> [Work item A]:
Answer these questions about the forum discussion of Romulan ships:
(i) According to the discussion, what do the writers later say Romulan ships have, which even 24th century engineers can't easily decipher?
(ii) Whose idea about "engagement speeds" is mentioned?
(iii) What did sturmde say TNG stated Romulans use to drive their ships?
> [Work item B]: Go on with the forum discussion of Romulan ships, picking up right after its last sentence.

> [Text segment]:

:::::

I can't help but feel that the first camp is "in universe", playing the make-believe to the fullest, and the second one is "looking from the outside", being more clinical about the universe while perhaps more appreciative of the show as a piece of art.

The Scotty-made-an-oopsie retcon here is IMHO particularly delightful when the writers do later tell us that Romulan ships have alien powerplants, not easily decipherable even by 24th century engineers. Not that the writers intended this when writing in the QS powerplant thing - but that makes it all even more enjoyable!

Christopher's idea about "engagement speeds" I haven't heard before, and it's a nice one as well. But indeed we're all talking about a single misspoken or misunderstood word here, not an important chain of conclusions. It's only the starved Trek community of the 1970s that came up with the expansive theory of the "impulse-speed Romulan species", along with other somewhat far-fetched extrapolations - reasonable back then, unnecessary now, and IMHO not really material for a real argument.

Timo Saloniemi
 
sturmde said:
Of course, don't forget too that TNG retconned this later by stating that Romulans use quantum singularities to drive their ships...

How is it a retcon? That story took place a century later. The Romulans could easily have adopted singularity drives sometime in the interim.

Nebusj said:
It's great to have exact lines of dialogue backing things up and giving us specific challenges to wriggle around through logical contortions, but the intent has to be that the Romulan ship is capable of roughly the same speeds the Enterprise in. As has often been pointed out, Kirk's question about whether they can outrun the Romulans is absolutely idiotic unless the Romulans can go significantly faster than the speed of light.

:::::

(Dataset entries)
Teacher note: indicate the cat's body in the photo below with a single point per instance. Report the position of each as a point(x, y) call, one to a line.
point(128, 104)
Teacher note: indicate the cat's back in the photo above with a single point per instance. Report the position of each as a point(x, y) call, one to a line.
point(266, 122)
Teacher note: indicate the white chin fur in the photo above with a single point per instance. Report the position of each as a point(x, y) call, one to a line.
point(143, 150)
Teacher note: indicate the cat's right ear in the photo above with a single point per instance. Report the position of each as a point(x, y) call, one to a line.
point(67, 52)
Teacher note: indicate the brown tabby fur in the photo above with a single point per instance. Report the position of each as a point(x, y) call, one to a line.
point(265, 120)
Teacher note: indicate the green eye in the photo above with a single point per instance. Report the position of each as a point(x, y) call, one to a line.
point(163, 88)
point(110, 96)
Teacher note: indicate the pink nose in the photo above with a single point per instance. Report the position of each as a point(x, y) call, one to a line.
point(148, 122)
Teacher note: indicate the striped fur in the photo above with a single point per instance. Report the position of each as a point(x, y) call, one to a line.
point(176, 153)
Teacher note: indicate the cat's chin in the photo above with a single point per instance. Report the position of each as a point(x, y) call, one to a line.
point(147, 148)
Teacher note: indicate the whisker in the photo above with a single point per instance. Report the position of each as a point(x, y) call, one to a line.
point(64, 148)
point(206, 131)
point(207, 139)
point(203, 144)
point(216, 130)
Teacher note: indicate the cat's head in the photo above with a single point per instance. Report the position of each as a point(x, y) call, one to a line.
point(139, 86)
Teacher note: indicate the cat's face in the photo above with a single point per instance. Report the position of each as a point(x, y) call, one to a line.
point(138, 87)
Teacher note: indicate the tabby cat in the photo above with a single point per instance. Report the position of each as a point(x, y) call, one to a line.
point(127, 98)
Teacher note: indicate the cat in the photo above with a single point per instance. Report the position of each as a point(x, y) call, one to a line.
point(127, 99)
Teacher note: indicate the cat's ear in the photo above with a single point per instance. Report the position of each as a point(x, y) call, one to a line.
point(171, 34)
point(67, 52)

:::::

> [Written response A]:
(i) Alien powerplants.
(ii) Christopher's.
(iii) Quantum singularities.

> [Written response B]:
Well, as I said, Kirk wasn't asking if they could outrun the Romulans. He asked specifically if they could engage, i.e. fight, the Romulans with a reasonable chance of success.

Come to think of it, that suggests another interpretation. Scotty didn't say their propulsion was simple impulse, he said their power was. Maybe he meant that their weapons were powered only by their impulse reactors rather than their warp reactors. (Although that clashes a bit with TMP, where channeling phaser power through the warp drive was presented as a novelty.)

Reinforcing the intent-of-the-production argument, in ``The Deadly Years'' a fleet of Romulans is able to catch an Enterprise travelling at warp five (though the ship escapes at warp eight). There's no way they can be caught unless the Enterprise happens to run right into one of the Romulans' gun sights and they happen to blow out the Enterprise's warp engines with a first impossibly lucky shot.

Heck, the whole Romulan War could never have happened if the Romulans didn't have warp drive. The idea of a sublight power fighting a war against a warp-capable power is blatantly absurd and impossible. How can a power that needs years or decades to get between systems possibly fight a power that can do it in weeks? That's like pitting Hannibal's elephants against the US Air Force.

(Meanwhile, what was that massive Romulan fleet doing in the Neutral Zone during "The Deadly Years" anyway? The NZ is supposed to be off-limits to both powers. Commodore Stocker's so-called blunder may have exposed and scuttled a massive Romulan sneak attack on the Federation. He might've saved countless lives!)
 
Christopher said:
Come to think of it, that suggests another interpretation. Scotty didn't say their propulsion was simple impulse, he said their power was.
This is how I see it. Fusion reactors driving both FTL and STL propulsion and powering the plasma weapon. Remember how much emphasis the Romulans place on their dwindling fuel reserves. The mission was to sneak across the Zone, smash a a few of the outposts as a test of their weapons and cloak against Star Fleet's current gear, then sneak home. The ship wasn't prepared for a long-term combat. That's not the best plan, but the cloak and devastating nature of the plasma weapon made them overconfident. When Kirk didn't oblige them by being destroyed by the plasma torpedo, it was over. Low on fuel, they didn't have the power to combat the Enterprise effectively or to escape.